Copy out, word for word, the part of the contributor biographies that opens with the words containing "Brigid Boyle is" and closes with "in Mursi, Albania.".

* STUDY TEXT *
◆ ◆ ◆ ◆

Volume 35

Kaitlin Booher is a PhD student in Art History at Rutgers University. She studies the history of photography with attention to its technical and aesthetic transformations, its social history, and its use as tool for communication at the turn of the 20th century. Her current research explores the work of Adolphe de Meyer and his role in the formation of international codes of advertising photography. Prior to Rutgers, Kaitlin was a curatorial consultant in the Department of Photographs at the National Gallery of Art and assistant curator of photography and media arts at the Corcoran Gallery of Art. Her exhibitions include “Alex Prager: Face in the Crowd” (2013) and “Shooting Stars: Publicity Stills from Early Hollywood and Portraits by Andy Warhol” (2012).

 

Brigid Boyle is a PhD Candidate specializing in the art and visual culture of nineteenth-century France. Her dissertation, “Visions of Black Masculinity: Jean-Léon Gérôme and the Orientalist Imaginary,” examines Gérôme’s representations of African soldiers, musicians, laborers, and eunuchs in relation to historical constructions of race and gender. Prior to pursuing her doctoral studies, she held curatorial positions at the Nelson-Atkins Museum of Art and the Snite Museum of Art, and participated in excavations in Mursi, Albania.

◆ ◆ ◆ ◆

* COLLECTED MATERIAL *
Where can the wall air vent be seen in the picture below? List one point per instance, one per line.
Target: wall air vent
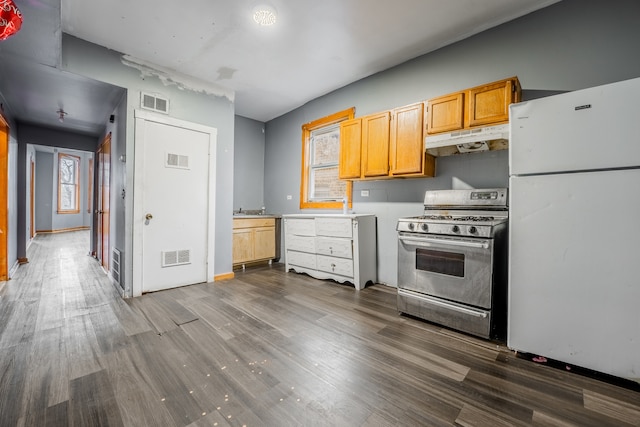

◆ ◆ ◆ ◆

* FINISHED TASK *
Brigid Boyle is a PhD Candidate specializing in the art and visual culture of nineteenth-century France. Her dissertation, “Visions of Black Masculinity: Jean-Léon Gérôme and the Orientalist Imaginary,” examines Gérôme’s representations of African soldiers, musicians, laborers, and eunuchs in relation to historical constructions of race and gender. Prior to pursuing her doctoral studies, she held curatorial positions at the Nelson-Atkins Museum of Art and the Snite Museum of Art, and participated in excavations in Mursi, Albania.